Print the complete set of entries exactly.

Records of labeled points
----

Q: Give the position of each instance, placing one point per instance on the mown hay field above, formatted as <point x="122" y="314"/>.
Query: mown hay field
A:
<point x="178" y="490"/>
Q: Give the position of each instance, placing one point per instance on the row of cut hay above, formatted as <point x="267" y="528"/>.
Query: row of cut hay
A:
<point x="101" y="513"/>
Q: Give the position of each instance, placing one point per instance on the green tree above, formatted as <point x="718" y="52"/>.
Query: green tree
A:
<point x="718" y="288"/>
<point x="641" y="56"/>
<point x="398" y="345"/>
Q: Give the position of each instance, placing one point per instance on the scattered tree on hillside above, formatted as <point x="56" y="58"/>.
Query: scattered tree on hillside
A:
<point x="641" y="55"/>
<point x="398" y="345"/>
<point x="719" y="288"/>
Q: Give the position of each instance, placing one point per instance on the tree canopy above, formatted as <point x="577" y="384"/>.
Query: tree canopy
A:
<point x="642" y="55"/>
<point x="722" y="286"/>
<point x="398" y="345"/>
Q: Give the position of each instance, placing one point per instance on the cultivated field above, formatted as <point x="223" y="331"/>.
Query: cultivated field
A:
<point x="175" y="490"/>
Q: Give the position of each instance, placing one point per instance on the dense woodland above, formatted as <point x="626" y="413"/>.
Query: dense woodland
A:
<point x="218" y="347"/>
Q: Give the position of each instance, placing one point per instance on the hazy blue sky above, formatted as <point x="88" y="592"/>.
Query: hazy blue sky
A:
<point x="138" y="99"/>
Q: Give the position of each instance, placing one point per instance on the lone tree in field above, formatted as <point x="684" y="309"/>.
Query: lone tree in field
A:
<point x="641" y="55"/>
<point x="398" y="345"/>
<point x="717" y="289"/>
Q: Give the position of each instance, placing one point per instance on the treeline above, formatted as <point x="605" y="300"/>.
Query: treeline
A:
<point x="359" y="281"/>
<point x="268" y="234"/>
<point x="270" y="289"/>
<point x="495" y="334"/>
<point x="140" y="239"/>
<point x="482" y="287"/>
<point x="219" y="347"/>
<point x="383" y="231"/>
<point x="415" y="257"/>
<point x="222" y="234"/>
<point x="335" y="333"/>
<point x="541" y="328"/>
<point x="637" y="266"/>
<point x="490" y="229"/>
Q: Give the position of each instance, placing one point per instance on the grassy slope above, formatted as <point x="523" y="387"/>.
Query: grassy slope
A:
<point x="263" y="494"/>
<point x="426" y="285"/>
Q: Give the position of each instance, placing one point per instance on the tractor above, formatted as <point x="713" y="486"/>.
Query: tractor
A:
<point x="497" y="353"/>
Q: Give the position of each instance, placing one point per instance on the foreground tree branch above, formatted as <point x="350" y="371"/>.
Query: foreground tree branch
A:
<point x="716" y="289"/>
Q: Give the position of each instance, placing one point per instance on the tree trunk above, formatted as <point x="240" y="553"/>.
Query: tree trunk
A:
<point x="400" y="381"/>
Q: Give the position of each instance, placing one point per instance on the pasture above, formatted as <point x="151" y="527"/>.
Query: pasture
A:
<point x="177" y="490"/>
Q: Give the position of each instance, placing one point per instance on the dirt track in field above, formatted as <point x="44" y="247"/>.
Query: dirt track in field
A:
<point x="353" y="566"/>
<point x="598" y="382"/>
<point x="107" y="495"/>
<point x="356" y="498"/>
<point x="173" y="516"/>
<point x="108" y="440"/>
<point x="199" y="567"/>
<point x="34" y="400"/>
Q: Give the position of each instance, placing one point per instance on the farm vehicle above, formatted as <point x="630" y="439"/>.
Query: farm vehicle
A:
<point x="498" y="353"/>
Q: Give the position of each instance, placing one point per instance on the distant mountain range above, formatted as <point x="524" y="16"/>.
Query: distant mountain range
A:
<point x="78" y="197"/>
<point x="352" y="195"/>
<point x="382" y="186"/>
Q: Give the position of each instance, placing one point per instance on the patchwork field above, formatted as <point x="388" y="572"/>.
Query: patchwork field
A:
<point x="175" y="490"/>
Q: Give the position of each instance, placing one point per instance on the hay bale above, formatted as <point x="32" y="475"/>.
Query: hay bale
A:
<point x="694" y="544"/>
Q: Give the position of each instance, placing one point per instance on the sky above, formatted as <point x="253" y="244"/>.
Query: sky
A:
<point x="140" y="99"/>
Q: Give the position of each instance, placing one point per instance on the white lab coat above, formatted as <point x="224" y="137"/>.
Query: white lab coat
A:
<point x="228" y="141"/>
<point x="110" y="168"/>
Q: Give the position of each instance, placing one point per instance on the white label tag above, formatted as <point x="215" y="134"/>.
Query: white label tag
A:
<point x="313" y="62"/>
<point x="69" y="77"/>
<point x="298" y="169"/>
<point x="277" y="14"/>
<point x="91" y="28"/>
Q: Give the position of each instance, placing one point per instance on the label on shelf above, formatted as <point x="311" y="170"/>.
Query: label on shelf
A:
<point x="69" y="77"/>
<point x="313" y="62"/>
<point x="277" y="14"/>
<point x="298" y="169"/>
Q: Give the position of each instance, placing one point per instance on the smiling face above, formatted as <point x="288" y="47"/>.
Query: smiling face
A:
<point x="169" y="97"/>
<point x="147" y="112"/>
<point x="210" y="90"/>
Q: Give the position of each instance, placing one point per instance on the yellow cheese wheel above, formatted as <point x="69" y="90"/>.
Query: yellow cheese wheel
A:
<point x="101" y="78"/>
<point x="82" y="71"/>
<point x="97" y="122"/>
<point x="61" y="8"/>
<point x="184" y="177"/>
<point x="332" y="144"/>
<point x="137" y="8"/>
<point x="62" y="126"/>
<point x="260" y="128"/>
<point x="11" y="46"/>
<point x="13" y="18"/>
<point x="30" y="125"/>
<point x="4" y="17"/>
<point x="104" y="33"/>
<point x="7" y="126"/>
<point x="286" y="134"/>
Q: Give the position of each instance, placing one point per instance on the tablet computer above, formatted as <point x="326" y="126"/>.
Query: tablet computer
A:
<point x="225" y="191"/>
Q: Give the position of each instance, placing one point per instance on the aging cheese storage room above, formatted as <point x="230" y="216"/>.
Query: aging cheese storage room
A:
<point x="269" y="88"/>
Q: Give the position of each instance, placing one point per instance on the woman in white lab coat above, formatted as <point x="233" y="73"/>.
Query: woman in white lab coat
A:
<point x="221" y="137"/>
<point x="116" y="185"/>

----

**Solved problem:**
Q: Give the position of each instance, placing one point per instance on the mown hay field above, formatted as <point x="122" y="314"/>.
Query: mown hay field
A:
<point x="178" y="490"/>
Q: Give the position of each instance, placing one point per instance on the row of cut hay above, formatted as <point x="267" y="528"/>.
Query: row of cut hay
A:
<point x="101" y="513"/>
Q: Give the position of each instance, placing one point per instance on the green tree above, formatted as <point x="718" y="52"/>.
Query: green tree
A:
<point x="718" y="288"/>
<point x="641" y="56"/>
<point x="398" y="345"/>
Q: Give the position of each instance, placing one point per instance on the scattered tree on hillside above, formatted as <point x="56" y="58"/>.
Query: scattered tree on hillside
A:
<point x="641" y="55"/>
<point x="398" y="345"/>
<point x="719" y="288"/>
Q: Give the position of each instance, placing one point per instance on the tree canopy above, formatted as <point x="577" y="384"/>.
Query: tree canopy
A:
<point x="642" y="55"/>
<point x="722" y="286"/>
<point x="398" y="345"/>
Q: Give the position of each instance, placing one point per instance on the cultivated field above, formatted as <point x="223" y="331"/>.
Query: cultivated field
A:
<point x="175" y="490"/>
Q: Give the position of each instance, placing one point per instance on the dense woodland above, formatted as <point x="626" y="413"/>.
Query: dense woodland
A:
<point x="218" y="347"/>
Q: Give the position of each instance, placing one point per instance on the hazy blue sky above, formatted as <point x="88" y="592"/>.
Query: hazy blue sky
A:
<point x="138" y="99"/>
Q: Give the position of each instance, placing one point per instance on the lone tree in field above, formatted as <point x="684" y="309"/>.
Query: lone tree in field
A:
<point x="641" y="55"/>
<point x="398" y="345"/>
<point x="717" y="289"/>
Q: Give the position of each instance, placing one point per instance on the treeline above, formatted as <point x="605" y="300"/>.
Query: treeline
A:
<point x="359" y="281"/>
<point x="268" y="234"/>
<point x="270" y="289"/>
<point x="495" y="334"/>
<point x="140" y="239"/>
<point x="482" y="287"/>
<point x="219" y="347"/>
<point x="383" y="231"/>
<point x="415" y="257"/>
<point x="222" y="234"/>
<point x="335" y="333"/>
<point x="541" y="328"/>
<point x="637" y="266"/>
<point x="490" y="229"/>
Q: Give the position of each instance, placing one point per instance on the grassy slope above, formatted as <point x="523" y="387"/>.
Query: grassy slope
A:
<point x="263" y="494"/>
<point x="426" y="285"/>
Q: Give the position of each instance, placing one point per instance on the tractor above, formatted as <point x="713" y="486"/>.
Query: tractor
A:
<point x="497" y="353"/>
Q: Give the position of each instance, placing one point per instance on the foreground tree branch above, formatted as <point x="350" y="371"/>.
Query: foreground tree branch
A:
<point x="716" y="289"/>
Q: Give the position of each instance, placing one point per instance on the tree trunk above, formatted as <point x="240" y="553"/>.
Query: tree trunk
A:
<point x="400" y="381"/>
Q: Give the position of each instance, placing one point per instance on the pasture above, formatted as <point x="151" y="527"/>.
Query: pasture
A:
<point x="177" y="490"/>
Q: Give the position of each instance, placing one point per instance on the dirt track in field above, formatted as <point x="44" y="247"/>.
Query: dirt track in field
A:
<point x="353" y="566"/>
<point x="598" y="382"/>
<point x="107" y="495"/>
<point x="356" y="498"/>
<point x="173" y="516"/>
<point x="108" y="440"/>
<point x="199" y="567"/>
<point x="34" y="400"/>
Q: Give the position of each instance, placing one point per instance on the farm vehicle above, formatted as <point x="630" y="439"/>.
Query: farm vehicle
A:
<point x="498" y="353"/>
Q: Give the position of each instance, placing one point per instance on the distant mountain range above, formatted as <point x="524" y="16"/>.
Query: distant mountain range
A:
<point x="78" y="197"/>
<point x="352" y="195"/>
<point x="382" y="186"/>
Q: Give the position of each instance, placing one point per instance on the patchwork field above, formatted as <point x="388" y="572"/>.
Query: patchwork field
A:
<point x="175" y="490"/>
Q: Give the position of each instance, placing one point per instance on the hay bale above, formatted as <point x="32" y="475"/>.
Query: hay bale
A:
<point x="694" y="544"/>
Q: Give the position of each instance, placing one point per instance on the sky above, formatted as <point x="253" y="244"/>.
Query: sky
A:
<point x="140" y="99"/>
Q: Give the position of each instance, placing one point per instance on the white lab coat above, formatted as <point x="224" y="137"/>.
Query: white lab coat
A:
<point x="228" y="141"/>
<point x="110" y="168"/>
Q: Give the position of each instance, placing one point per instance on the white label tag above, formatted as <point x="215" y="134"/>.
Query: white label tag
A:
<point x="313" y="62"/>
<point x="69" y="77"/>
<point x="298" y="169"/>
<point x="277" y="14"/>
<point x="91" y="28"/>
Q: Give the position of each instance, placing one point per instance on the label on shelf above, formatted as <point x="311" y="170"/>.
Query: label on shelf
A:
<point x="69" y="77"/>
<point x="313" y="62"/>
<point x="277" y="14"/>
<point x="298" y="169"/>
Q: Give the position of each instance, placing one point per instance on the smiling face above, formatted as <point x="288" y="47"/>.
Query: smiling face
A:
<point x="169" y="97"/>
<point x="147" y="112"/>
<point x="210" y="90"/>
Q: Give the position of each instance, placing one point per instance on the yellow cheese wheel above, formatted as <point x="69" y="90"/>.
Query: yellow cheese wheel
A:
<point x="101" y="78"/>
<point x="82" y="71"/>
<point x="97" y="122"/>
<point x="61" y="8"/>
<point x="184" y="177"/>
<point x="332" y="144"/>
<point x="137" y="8"/>
<point x="62" y="126"/>
<point x="260" y="128"/>
<point x="11" y="46"/>
<point x="13" y="18"/>
<point x="30" y="125"/>
<point x="4" y="17"/>
<point x="104" y="33"/>
<point x="7" y="126"/>
<point x="286" y="134"/>
Q: Give the position of each instance, placing one point per instance on the tablet computer above, formatted as <point x="326" y="126"/>.
Query: tablet computer
A:
<point x="225" y="191"/>
Q: Give the position of each instance, placing one point per instance on the aging cheese storage room above, formatted as <point x="230" y="216"/>.
Query: aging cheese storage room
A:
<point x="269" y="88"/>
Q: Give the position of each instance, placing one point per instance on the woman in white lab coat above, formatted as <point x="233" y="73"/>.
Query: woman in white lab coat
A:
<point x="221" y="137"/>
<point x="116" y="185"/>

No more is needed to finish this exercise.